+++ Provided material +++

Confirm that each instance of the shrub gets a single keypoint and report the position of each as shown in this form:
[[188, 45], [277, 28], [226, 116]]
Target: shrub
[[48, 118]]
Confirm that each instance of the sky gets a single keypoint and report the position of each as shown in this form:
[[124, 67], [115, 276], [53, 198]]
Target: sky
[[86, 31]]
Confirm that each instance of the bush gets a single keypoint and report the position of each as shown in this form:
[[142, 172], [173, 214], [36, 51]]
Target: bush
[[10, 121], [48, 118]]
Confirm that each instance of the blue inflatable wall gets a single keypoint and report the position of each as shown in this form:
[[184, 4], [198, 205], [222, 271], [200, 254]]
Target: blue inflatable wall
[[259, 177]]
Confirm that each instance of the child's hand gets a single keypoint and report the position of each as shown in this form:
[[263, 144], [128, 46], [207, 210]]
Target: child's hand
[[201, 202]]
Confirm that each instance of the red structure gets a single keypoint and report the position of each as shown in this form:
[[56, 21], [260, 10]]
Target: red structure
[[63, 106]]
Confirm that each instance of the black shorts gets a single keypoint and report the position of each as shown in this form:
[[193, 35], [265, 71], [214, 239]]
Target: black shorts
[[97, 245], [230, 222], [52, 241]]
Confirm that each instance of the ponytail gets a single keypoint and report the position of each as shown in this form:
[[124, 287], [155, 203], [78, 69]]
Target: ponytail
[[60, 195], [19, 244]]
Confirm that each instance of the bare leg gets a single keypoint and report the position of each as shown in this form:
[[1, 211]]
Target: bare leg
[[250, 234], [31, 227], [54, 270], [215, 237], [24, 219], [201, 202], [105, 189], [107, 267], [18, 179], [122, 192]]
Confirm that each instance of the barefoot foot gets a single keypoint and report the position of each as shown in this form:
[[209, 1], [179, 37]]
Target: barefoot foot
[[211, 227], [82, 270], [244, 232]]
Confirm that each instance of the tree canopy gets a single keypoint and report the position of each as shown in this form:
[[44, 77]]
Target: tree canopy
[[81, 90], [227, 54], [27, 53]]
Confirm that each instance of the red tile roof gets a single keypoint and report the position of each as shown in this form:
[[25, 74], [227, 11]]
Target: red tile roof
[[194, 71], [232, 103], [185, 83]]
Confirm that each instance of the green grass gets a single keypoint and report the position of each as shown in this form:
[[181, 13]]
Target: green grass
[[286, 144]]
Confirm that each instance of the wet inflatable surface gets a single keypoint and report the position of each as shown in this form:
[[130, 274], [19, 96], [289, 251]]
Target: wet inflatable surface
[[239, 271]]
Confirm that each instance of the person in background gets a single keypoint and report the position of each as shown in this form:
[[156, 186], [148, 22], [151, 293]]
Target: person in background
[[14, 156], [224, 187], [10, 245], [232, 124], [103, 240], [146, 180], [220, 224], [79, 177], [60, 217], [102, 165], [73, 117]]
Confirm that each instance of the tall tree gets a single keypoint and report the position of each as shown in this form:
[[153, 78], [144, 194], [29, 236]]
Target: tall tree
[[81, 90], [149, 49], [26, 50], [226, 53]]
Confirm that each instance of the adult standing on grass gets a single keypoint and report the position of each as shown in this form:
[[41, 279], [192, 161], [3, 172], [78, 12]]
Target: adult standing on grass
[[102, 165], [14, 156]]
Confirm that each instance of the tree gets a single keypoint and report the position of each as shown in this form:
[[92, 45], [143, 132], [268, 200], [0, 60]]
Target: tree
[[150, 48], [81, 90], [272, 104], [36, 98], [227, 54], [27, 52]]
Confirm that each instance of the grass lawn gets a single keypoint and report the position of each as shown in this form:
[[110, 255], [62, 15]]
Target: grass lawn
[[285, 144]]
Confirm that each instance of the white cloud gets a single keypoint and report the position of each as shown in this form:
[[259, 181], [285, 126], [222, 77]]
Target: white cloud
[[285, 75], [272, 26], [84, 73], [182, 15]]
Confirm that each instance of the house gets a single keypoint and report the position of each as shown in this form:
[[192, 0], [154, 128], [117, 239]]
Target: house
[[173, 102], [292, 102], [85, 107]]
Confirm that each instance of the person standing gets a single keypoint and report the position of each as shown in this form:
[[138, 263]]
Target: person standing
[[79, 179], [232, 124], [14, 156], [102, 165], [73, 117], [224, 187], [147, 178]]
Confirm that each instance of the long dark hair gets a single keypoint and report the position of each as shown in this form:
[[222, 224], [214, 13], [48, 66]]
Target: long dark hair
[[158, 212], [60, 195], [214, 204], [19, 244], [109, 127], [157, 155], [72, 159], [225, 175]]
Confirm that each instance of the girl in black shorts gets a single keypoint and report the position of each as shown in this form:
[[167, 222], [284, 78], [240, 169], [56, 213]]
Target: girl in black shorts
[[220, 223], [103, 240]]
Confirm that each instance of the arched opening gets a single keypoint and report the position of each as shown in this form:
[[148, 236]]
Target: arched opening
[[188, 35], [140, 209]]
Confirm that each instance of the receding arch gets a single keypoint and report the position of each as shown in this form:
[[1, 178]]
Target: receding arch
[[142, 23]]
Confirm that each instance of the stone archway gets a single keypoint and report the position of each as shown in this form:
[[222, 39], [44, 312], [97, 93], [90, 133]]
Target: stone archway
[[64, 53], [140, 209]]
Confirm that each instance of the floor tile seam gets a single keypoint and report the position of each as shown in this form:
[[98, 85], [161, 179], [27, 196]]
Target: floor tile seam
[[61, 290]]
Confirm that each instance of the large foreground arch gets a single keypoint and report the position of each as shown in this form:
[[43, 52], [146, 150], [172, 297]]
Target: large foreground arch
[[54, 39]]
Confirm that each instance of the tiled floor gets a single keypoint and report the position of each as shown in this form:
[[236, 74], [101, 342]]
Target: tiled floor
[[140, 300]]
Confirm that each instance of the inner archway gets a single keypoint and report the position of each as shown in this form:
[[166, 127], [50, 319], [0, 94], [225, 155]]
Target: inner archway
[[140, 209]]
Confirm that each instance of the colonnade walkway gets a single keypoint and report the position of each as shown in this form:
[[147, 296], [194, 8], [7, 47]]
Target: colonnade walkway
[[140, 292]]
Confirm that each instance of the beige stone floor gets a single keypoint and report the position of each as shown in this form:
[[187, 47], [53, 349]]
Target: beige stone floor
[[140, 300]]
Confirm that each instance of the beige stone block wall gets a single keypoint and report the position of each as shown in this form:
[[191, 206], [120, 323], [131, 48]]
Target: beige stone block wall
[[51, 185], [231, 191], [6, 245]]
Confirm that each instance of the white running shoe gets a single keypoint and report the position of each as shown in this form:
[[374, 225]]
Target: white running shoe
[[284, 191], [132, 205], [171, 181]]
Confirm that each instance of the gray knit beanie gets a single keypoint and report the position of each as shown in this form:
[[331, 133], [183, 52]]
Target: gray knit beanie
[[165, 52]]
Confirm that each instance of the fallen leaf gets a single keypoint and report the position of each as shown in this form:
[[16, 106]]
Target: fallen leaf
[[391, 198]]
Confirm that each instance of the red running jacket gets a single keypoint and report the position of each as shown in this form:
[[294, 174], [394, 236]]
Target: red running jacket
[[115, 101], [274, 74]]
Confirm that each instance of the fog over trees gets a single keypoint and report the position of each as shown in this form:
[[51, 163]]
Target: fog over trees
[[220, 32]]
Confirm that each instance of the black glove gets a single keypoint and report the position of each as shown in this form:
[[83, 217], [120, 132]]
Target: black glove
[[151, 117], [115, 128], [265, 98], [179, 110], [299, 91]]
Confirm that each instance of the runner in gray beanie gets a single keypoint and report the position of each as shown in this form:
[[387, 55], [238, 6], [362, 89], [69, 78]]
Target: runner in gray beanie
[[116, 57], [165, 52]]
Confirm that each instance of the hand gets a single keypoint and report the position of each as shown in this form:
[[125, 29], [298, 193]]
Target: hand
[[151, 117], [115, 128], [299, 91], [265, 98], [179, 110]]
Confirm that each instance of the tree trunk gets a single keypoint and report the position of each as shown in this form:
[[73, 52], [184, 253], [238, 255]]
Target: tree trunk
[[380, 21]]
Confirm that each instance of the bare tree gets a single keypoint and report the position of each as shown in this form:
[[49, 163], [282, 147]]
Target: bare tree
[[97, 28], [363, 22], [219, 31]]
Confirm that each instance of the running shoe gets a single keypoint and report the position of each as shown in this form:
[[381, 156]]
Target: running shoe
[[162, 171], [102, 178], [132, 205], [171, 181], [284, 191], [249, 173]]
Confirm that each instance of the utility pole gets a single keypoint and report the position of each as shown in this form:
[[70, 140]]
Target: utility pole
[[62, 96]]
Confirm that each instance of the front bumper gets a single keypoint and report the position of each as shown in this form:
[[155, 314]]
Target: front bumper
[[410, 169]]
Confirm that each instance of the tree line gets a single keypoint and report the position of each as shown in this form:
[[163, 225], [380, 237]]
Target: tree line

+++

_Exercise objective_
Reproduce verbatim the lines of the material above, beginning at the line that contains "Confirm that each instance of the house" and stopping after the line that contains "[[173, 102], [292, 102], [85, 107]]".

_Output of the exercise_
Confirm that each instance of the house gets a single keypoint and report the position of each as shown in this form:
[[192, 0], [154, 128], [117, 239]]
Target: house
[[173, 102], [292, 102], [85, 107]]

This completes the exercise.